— Task statement —
Return every entry below word for word and leave out any picture.
Segment Start: Data for this task
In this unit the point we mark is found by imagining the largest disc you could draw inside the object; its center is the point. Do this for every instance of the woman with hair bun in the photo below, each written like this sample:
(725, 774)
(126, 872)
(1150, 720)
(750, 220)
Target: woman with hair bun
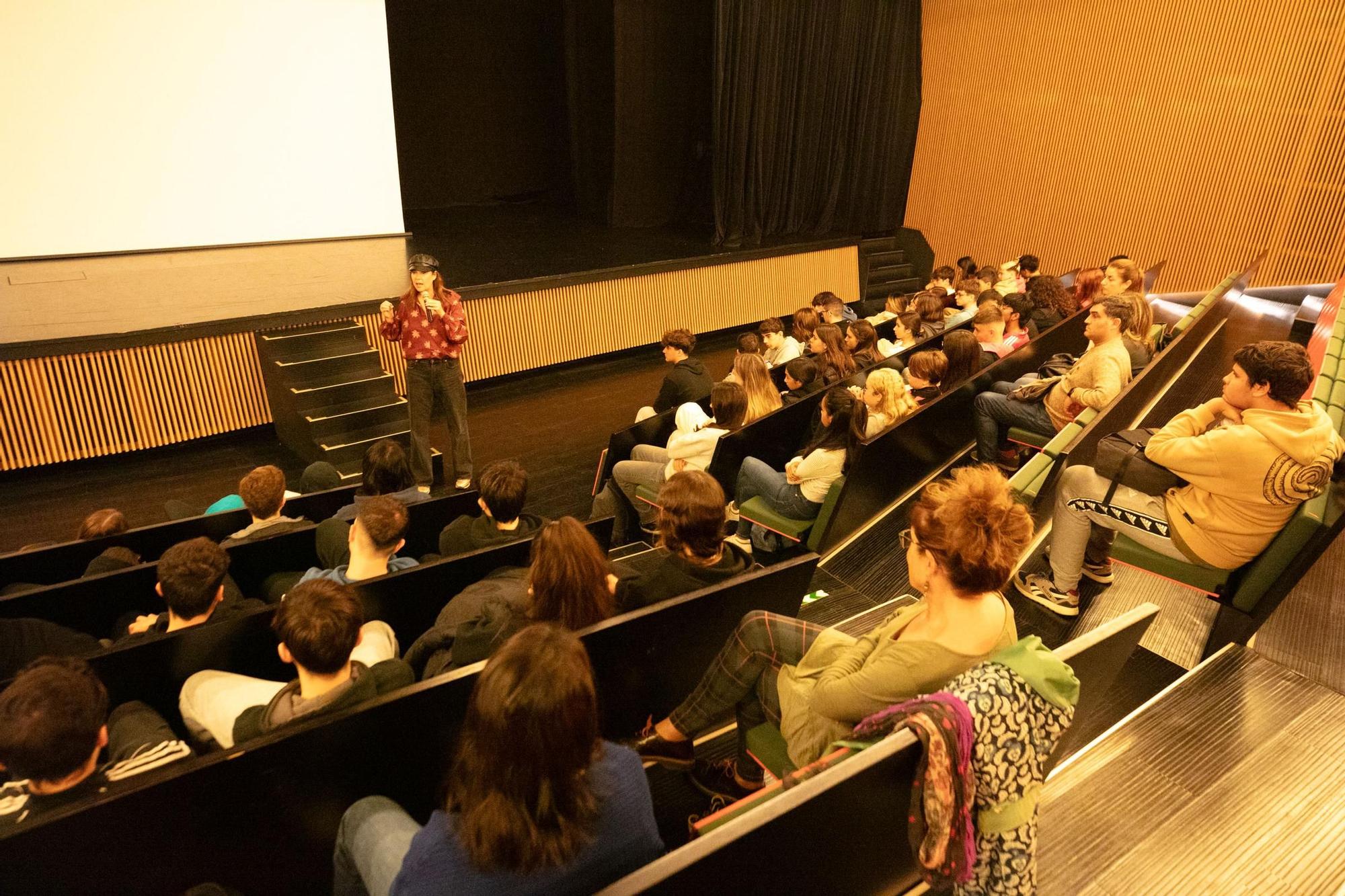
Segment End: Data for this task
— Result for this task —
In this unit the point we mark is found by imagining the largest disc you could draw inside the object; its center is the point. Do this for every instance of the woman with hair bun in the photo below, each written like this sample:
(725, 774)
(126, 872)
(1150, 720)
(750, 220)
Target: woman with hair bun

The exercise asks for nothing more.